#### PASSAGE TO READ
________________________
Catholic League president William Donohue addressed what Cardinal Bernard Law’s resignation means to most Catholics:
“Most Catholics are greeting the resignation of Cardinal Law with a sigh of relief and sadness. While no one blames Cardinal Law for the entire scandal in the Church, his departure nonetheless represents an important step towards recapturing the trust of the laity. Now the mending process can proceed with alacrity.
“There is a small, but vocal, minority for whom nothing will ever satisfy. SNAP president Barbara Blaine, ex-priest and psychotherapist Richard Sipe and victims’ attorney Mitchell Garabedian are already whining and making new demands. Worse, some are given to reckless charges against the Church. Take, for example, the recent remarks of a radical group called the Coalition of Catholics and Survivors. They have accused the pope of ordering a coverup of the sex-abuse allegations.
“Their so-called smoking gun theory boils down to this: the pope in 1999 recommended that a defrocked priest ought not return to the area where he committed his offenses. They take this eminently sensible advice and use it as a hammer to bludgeon the pope. Just so everyone understands what’s going on here, what the pope did was to say that a former priest—someone who had been returned to the status of a layman—ought to start a new life in a new location. Isn’t this what parole boards recommend to released inmates—that they not return to the neighborhood that nurtured their maladies? Shame on Massachusetts Attorney General Thomas Reilly and others for disseminating this mindless charge.
“Finally, some are already beating the war drums going after bishops of other dioceses. This is absurd: everyone knows that no other diocese in the nation was qualitatively or quantitatively comparable to Boston. To suggest otherwise is to play into the hands of Fifth-Column Catholics.”
________________________
#### SOURCE INFORMATION
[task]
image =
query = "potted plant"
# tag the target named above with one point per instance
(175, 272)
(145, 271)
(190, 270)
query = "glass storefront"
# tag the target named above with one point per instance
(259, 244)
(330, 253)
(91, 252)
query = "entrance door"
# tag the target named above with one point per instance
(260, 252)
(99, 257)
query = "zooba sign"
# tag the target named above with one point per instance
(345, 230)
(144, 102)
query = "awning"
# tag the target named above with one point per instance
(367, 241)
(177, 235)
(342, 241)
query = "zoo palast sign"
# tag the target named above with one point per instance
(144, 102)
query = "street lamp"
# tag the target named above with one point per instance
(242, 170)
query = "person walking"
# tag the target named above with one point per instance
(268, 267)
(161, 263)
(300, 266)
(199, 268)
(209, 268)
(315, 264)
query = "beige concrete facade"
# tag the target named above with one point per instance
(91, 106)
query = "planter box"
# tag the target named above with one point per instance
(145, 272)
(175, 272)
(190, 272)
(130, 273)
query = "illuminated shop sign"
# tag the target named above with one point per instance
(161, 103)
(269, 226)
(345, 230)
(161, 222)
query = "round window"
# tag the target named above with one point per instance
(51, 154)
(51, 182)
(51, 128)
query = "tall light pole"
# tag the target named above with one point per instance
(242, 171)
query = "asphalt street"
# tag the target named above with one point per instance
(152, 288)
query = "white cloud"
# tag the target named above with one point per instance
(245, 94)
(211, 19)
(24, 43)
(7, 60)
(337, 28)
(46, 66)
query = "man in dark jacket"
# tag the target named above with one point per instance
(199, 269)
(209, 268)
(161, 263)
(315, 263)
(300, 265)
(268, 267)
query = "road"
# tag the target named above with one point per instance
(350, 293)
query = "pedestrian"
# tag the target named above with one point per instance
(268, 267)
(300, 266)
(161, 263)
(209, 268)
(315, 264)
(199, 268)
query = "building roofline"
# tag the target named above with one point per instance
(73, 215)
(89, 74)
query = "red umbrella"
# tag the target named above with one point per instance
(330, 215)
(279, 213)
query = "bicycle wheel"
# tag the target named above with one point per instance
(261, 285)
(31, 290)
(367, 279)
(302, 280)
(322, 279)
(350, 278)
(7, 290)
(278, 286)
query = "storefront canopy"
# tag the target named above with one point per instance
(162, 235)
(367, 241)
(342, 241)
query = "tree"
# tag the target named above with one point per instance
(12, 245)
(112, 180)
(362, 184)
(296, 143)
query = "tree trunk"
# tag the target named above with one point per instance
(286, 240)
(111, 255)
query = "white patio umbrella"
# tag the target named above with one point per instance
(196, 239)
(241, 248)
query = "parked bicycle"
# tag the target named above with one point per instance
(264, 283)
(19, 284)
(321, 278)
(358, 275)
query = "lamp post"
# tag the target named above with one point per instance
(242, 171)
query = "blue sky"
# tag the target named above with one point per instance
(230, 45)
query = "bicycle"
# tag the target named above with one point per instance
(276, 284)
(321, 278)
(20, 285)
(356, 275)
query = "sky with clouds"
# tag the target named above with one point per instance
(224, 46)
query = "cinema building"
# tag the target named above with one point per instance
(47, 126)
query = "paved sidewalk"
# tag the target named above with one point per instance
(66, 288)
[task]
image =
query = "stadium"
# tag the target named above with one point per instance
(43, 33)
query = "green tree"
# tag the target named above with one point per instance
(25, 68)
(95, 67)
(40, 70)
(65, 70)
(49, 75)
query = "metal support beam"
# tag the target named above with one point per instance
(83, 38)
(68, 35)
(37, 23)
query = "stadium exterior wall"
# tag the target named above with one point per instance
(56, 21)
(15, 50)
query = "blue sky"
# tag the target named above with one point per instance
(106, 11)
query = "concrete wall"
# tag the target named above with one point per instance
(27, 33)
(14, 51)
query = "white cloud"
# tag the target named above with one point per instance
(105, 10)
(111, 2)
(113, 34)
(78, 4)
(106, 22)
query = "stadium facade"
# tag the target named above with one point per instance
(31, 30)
________________________
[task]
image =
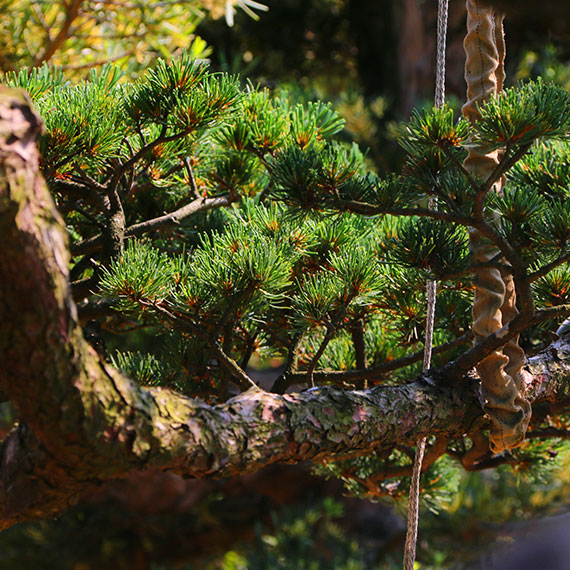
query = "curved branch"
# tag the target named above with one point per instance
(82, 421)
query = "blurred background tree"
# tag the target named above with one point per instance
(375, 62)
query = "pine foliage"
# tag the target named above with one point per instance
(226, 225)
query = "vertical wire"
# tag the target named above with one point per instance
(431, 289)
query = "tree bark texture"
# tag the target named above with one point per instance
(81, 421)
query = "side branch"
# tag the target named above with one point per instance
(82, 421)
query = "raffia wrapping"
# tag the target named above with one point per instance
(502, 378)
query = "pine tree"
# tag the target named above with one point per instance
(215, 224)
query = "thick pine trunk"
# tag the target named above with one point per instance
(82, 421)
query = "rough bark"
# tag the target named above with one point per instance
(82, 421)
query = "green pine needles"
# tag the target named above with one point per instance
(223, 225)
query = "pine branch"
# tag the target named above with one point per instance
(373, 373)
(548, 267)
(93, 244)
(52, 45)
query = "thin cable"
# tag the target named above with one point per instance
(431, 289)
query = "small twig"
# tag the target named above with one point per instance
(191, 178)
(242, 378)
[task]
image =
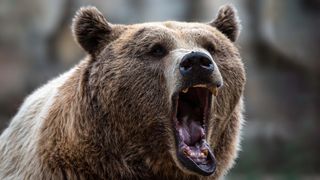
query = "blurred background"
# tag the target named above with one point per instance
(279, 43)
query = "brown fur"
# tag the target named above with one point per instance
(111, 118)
________________________
#### PROBLEMS TO WORK ON
- a) Reproduce the stretch of the statement on Cardinal Law's resignation from "Catholic League president" through "proceed with alacrity.".
- b) In the statement on Cardinal Law's resignation, which group accused the pope of ordering a coverup of the sex-abuse allegations?
You can complete this work without the lines.

#### ANSWERS TO THE EXERCISE
- a)
Catholic League president William Donohue addressed what Cardinal Bernard Law’s resignation means to most Catholics:
“Most Catholics are greeting the resignation of Cardinal Law with a sigh of relief and sadness. While no one blames Cardinal Law for the entire scandal in the Church, his departure nonetheless represents an important step towards recapturing the trust of the laity. Now the mending process can proceed with alacrity.

- b) The Coalition of Catholics and Survivors